* BEGIN EXCERPTED DATA *

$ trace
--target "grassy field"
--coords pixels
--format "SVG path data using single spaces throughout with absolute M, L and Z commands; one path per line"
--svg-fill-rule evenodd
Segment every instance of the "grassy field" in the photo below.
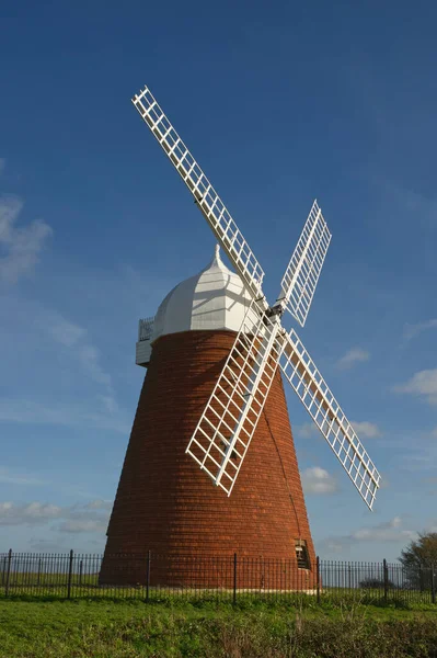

* END EXCERPTED DATA *

_INSTRUCTIONS TO FOLLOW_
Extract every line of the entries above verbatim, leaving out the pictures.

_CORRECT RESPONSE_
$ trace
--target "grassy field"
--coords pixels
--format "SVG path data using single spaces throughout with absolute M, L and Z commands; one path per line"
--svg-fill-rule evenodd
Segment every instance of the "grassy field" in the photo below.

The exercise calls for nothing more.